> **WHAT TO PRODUCE**
Copy exactly, and only, the lines from the line containing "locate: metal truss" through the last line of the records below, both included.

> **RECORD SET**
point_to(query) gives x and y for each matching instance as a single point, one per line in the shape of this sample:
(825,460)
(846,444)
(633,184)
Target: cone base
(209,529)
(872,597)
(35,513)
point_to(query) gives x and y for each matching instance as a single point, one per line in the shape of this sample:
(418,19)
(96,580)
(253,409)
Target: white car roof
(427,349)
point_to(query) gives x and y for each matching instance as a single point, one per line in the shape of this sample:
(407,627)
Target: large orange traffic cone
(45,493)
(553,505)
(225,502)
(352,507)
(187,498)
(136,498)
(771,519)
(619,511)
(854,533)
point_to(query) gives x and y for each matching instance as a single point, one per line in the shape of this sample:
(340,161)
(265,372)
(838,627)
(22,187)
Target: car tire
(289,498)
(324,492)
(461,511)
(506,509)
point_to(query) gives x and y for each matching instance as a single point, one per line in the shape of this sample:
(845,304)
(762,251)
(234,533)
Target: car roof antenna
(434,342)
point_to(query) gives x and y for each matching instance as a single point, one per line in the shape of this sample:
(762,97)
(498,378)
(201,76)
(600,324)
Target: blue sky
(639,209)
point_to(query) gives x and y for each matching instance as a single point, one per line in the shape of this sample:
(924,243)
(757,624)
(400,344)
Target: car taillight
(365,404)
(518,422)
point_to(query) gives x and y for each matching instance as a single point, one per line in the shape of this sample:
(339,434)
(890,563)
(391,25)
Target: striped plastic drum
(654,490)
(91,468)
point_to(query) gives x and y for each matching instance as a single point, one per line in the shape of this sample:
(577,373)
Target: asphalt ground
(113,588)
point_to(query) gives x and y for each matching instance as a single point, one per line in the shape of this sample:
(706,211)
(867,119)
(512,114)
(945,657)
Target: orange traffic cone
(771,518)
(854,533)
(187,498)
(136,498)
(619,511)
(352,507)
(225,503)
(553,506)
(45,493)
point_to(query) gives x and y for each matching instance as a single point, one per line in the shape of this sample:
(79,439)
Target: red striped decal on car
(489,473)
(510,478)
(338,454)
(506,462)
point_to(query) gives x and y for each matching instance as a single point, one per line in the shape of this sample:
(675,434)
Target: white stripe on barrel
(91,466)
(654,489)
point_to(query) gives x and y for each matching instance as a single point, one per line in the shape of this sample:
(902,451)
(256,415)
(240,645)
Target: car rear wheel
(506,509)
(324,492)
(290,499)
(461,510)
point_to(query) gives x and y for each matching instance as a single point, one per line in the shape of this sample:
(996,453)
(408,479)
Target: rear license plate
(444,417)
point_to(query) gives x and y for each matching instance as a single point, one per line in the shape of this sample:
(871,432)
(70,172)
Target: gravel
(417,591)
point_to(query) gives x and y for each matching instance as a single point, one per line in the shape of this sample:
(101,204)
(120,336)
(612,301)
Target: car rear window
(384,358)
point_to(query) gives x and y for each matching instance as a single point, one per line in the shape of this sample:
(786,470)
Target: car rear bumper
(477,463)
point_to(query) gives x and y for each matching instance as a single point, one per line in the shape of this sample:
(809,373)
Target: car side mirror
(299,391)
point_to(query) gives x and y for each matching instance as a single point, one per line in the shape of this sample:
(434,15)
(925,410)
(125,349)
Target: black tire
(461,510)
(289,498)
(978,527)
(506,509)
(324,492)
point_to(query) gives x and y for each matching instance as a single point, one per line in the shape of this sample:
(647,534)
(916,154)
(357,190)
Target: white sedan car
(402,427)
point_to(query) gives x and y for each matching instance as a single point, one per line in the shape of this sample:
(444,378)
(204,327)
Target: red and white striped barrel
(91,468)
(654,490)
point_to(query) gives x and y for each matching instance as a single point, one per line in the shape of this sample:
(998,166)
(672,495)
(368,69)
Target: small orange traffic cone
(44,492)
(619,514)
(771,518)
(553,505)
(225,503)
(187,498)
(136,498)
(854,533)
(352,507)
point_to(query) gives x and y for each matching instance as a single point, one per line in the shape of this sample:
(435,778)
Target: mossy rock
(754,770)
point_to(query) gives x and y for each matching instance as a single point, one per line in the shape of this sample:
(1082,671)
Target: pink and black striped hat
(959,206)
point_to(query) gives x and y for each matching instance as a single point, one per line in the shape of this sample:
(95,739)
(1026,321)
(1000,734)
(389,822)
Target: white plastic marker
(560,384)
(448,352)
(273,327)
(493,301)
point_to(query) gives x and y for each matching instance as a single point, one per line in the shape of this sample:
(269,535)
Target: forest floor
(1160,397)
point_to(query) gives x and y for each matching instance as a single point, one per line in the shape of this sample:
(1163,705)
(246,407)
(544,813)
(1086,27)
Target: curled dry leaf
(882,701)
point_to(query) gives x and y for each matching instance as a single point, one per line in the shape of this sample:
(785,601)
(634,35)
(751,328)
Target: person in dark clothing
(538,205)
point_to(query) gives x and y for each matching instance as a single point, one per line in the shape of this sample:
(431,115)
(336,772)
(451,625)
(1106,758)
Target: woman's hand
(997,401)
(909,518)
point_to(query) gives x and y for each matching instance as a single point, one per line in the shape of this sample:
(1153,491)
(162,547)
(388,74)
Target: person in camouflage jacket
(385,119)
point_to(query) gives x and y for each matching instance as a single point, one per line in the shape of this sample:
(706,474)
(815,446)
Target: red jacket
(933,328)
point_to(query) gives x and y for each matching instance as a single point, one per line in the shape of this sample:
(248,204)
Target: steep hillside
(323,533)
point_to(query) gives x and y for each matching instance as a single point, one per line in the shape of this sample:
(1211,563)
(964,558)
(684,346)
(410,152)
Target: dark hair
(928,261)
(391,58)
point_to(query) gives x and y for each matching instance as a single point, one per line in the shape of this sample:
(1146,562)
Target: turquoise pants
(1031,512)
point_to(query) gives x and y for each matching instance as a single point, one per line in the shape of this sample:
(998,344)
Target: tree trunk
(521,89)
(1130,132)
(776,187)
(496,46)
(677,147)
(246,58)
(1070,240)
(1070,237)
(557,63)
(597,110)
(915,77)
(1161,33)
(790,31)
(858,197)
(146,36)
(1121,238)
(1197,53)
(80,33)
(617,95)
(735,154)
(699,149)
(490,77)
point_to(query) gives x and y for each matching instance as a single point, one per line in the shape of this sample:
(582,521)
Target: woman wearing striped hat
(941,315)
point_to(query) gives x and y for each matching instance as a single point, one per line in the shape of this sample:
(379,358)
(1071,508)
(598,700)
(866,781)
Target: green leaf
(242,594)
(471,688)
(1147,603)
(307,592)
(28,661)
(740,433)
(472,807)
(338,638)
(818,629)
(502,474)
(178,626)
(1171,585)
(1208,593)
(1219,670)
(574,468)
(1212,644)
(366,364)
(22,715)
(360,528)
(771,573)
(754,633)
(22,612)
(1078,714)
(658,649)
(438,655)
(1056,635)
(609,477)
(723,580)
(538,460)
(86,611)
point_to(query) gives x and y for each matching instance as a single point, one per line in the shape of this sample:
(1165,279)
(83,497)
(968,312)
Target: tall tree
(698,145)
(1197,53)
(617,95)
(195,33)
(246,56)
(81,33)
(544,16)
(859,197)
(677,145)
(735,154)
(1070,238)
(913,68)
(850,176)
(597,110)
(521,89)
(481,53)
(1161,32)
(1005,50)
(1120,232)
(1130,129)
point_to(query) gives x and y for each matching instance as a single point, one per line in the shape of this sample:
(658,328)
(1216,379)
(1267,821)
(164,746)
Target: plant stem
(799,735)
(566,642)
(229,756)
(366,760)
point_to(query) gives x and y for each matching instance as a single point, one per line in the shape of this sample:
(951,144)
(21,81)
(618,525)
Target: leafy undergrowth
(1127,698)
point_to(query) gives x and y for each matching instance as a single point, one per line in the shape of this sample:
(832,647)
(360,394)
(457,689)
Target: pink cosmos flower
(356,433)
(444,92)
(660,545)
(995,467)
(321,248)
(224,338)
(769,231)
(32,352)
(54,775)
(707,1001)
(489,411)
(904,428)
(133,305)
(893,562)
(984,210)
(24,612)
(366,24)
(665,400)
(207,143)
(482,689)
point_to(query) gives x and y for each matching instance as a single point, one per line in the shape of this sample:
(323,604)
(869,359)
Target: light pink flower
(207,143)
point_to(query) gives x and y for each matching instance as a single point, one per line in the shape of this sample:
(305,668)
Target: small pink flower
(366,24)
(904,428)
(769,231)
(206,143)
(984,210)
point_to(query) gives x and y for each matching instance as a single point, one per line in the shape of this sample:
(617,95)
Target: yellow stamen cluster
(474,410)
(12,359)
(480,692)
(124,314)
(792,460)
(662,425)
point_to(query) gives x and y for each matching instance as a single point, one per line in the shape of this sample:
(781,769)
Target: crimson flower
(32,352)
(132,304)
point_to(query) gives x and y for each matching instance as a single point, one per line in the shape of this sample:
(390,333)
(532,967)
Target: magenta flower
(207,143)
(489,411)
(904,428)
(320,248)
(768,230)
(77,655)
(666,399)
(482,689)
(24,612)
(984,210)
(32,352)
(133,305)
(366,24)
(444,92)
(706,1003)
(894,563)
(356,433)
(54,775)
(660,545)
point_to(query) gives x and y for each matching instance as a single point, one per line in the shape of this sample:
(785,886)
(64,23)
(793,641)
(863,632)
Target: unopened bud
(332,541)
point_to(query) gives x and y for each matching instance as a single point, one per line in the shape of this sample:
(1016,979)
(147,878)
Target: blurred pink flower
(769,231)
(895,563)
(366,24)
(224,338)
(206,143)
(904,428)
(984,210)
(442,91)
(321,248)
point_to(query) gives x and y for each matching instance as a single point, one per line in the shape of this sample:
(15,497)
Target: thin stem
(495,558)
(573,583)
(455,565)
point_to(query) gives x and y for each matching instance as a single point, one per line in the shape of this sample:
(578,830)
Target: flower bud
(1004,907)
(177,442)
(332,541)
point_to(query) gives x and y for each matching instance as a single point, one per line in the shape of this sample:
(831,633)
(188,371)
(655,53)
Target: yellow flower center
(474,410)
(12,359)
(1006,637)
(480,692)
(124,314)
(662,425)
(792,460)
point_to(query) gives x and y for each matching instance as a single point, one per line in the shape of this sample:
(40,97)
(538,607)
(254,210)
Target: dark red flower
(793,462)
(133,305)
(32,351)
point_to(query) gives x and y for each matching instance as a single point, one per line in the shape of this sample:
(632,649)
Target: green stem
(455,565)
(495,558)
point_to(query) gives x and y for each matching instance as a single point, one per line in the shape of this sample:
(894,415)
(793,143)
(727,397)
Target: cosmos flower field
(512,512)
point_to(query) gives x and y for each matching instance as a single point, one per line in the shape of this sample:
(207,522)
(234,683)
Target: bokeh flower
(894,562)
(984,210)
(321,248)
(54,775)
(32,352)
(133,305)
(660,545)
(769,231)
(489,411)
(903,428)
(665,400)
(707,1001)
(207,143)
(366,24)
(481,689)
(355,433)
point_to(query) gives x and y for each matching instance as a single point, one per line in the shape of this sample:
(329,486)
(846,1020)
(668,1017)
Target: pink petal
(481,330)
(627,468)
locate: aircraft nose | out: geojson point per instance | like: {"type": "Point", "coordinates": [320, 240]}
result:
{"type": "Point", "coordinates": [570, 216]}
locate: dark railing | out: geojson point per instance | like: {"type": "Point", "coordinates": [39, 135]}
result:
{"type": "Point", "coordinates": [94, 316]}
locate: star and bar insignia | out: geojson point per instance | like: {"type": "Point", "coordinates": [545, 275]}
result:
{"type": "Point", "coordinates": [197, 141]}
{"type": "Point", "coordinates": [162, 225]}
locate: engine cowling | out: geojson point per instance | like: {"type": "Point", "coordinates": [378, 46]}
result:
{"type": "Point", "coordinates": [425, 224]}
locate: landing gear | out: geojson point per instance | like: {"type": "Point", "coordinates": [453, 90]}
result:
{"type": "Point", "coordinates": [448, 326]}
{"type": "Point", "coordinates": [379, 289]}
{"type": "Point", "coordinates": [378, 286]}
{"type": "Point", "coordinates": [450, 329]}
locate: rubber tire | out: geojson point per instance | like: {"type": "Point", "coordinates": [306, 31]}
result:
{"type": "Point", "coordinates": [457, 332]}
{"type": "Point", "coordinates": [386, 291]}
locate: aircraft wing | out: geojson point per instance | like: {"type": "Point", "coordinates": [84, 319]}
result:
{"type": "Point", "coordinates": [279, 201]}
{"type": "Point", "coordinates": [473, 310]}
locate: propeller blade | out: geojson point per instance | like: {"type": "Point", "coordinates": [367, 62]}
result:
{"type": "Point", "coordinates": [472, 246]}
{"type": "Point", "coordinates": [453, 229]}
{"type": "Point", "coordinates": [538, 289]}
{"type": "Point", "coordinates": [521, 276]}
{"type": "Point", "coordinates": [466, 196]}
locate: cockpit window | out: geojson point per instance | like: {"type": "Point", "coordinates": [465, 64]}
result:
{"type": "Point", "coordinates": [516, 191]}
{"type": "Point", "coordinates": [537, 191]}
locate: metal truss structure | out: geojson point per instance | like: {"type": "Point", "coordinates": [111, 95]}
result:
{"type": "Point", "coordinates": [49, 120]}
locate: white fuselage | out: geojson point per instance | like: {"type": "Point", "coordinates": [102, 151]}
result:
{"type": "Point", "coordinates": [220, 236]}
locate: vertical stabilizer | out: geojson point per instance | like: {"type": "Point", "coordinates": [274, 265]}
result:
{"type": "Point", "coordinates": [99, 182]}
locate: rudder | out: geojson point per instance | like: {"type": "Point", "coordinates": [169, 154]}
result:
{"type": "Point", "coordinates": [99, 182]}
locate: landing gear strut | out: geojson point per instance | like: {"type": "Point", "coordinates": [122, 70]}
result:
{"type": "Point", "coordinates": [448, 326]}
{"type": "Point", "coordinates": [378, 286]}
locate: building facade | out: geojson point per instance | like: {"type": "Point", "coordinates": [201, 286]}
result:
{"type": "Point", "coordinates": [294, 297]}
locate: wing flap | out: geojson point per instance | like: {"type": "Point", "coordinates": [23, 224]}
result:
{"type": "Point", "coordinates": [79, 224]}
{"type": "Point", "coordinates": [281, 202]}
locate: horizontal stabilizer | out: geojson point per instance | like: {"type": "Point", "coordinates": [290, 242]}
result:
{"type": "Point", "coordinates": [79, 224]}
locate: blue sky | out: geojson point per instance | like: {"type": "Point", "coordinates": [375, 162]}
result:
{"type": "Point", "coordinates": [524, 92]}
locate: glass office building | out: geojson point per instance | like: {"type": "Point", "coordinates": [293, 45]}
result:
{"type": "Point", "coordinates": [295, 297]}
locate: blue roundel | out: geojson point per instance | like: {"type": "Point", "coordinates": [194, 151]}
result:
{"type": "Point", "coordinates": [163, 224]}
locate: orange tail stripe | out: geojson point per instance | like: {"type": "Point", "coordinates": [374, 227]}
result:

> **THE OUTPUT**
locate: metal truss structure | out: geojson point per instance | like: {"type": "Point", "coordinates": [111, 95]}
result:
{"type": "Point", "coordinates": [49, 120]}
locate: white fuselage | out: geojson point per instance | like: {"type": "Point", "coordinates": [102, 151]}
result:
{"type": "Point", "coordinates": [220, 236]}
locate: vertical stabilizer | out: geojson point per instance | like: {"type": "Point", "coordinates": [274, 265]}
result:
{"type": "Point", "coordinates": [99, 182]}
locate: rudder | out: geojson point per instance | like: {"type": "Point", "coordinates": [169, 154]}
result:
{"type": "Point", "coordinates": [99, 182]}
locate: landing gear strut | out: geojson point per instance | like: {"type": "Point", "coordinates": [122, 70]}
result:
{"type": "Point", "coordinates": [448, 326]}
{"type": "Point", "coordinates": [378, 286]}
locate: building facade | out: geojson point per instance | like: {"type": "Point", "coordinates": [201, 286]}
result:
{"type": "Point", "coordinates": [294, 297]}
locate: wing flap | out: geojson point per instance | like: {"type": "Point", "coordinates": [23, 224]}
result:
{"type": "Point", "coordinates": [79, 224]}
{"type": "Point", "coordinates": [281, 202]}
locate: horizontal stabilizer | out: geojson point per instance | like: {"type": "Point", "coordinates": [290, 242]}
result:
{"type": "Point", "coordinates": [79, 224]}
locate: blue sky | out: geojson point per instance | like: {"type": "Point", "coordinates": [375, 162]}
result:
{"type": "Point", "coordinates": [524, 92]}
locate: glass office building | out: geojson point per instance | like: {"type": "Point", "coordinates": [293, 45]}
result:
{"type": "Point", "coordinates": [295, 297]}
locate: blue roundel | out: geojson point per instance | like: {"type": "Point", "coordinates": [194, 151]}
result:
{"type": "Point", "coordinates": [163, 224]}
locate: orange tail stripe | out: geojson point per instance | like: {"type": "Point", "coordinates": [374, 227]}
result:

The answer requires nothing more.